--- Data to use ---
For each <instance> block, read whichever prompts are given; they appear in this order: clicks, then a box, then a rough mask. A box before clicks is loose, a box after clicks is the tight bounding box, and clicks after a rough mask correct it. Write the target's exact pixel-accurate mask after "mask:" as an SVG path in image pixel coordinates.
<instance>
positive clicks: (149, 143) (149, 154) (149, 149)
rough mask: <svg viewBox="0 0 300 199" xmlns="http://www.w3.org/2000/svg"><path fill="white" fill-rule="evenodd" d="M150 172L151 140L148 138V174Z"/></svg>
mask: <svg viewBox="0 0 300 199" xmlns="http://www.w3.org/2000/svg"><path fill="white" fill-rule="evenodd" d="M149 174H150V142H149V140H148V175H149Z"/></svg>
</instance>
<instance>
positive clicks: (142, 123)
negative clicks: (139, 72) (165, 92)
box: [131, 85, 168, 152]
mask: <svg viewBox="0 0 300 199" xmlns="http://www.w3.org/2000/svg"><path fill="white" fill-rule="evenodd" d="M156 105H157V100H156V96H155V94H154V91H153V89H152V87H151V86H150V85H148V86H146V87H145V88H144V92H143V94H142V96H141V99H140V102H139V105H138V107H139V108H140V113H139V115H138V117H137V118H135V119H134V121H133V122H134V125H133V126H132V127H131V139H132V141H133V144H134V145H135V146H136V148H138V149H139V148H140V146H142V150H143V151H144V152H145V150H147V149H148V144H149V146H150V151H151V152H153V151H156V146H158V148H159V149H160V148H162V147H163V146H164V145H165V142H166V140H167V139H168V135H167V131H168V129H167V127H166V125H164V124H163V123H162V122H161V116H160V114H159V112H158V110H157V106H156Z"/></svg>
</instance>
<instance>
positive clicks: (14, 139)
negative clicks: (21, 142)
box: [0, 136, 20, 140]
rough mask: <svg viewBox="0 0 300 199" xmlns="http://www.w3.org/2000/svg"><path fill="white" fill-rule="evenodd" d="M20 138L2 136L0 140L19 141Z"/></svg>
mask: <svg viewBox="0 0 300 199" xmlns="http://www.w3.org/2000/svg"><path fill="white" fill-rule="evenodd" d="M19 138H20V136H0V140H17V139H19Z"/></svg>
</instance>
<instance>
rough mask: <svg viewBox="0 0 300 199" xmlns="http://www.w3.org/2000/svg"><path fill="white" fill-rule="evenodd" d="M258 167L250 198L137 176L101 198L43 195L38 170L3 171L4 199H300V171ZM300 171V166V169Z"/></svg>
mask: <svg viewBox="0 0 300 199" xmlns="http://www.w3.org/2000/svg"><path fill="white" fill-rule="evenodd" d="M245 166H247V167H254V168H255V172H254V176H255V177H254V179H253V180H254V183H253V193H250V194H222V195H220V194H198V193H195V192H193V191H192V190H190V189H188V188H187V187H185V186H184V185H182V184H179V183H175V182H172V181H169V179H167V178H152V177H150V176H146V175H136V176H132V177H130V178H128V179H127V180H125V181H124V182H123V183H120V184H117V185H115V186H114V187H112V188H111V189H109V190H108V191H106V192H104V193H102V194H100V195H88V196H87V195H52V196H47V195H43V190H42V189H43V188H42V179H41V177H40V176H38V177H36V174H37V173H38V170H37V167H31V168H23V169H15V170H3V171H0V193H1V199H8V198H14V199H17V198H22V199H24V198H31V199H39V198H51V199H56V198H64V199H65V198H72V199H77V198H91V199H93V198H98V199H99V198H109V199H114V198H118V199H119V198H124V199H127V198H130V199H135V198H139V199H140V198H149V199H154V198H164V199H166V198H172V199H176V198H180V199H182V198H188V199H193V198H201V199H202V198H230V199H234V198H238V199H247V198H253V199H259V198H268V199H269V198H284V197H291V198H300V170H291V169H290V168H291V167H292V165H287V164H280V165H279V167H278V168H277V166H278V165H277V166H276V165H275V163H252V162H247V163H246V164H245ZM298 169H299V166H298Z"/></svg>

--- What is expected ---
In the entries above, the lines between the one holding "positive clicks: (142, 123)" and the one holding "negative clicks: (139, 72) (165, 92)", inclusive, are to be printed exactly as written, and those alone.

--- Exercise output ---
positive clicks: (142, 123)
negative clicks: (139, 72) (165, 92)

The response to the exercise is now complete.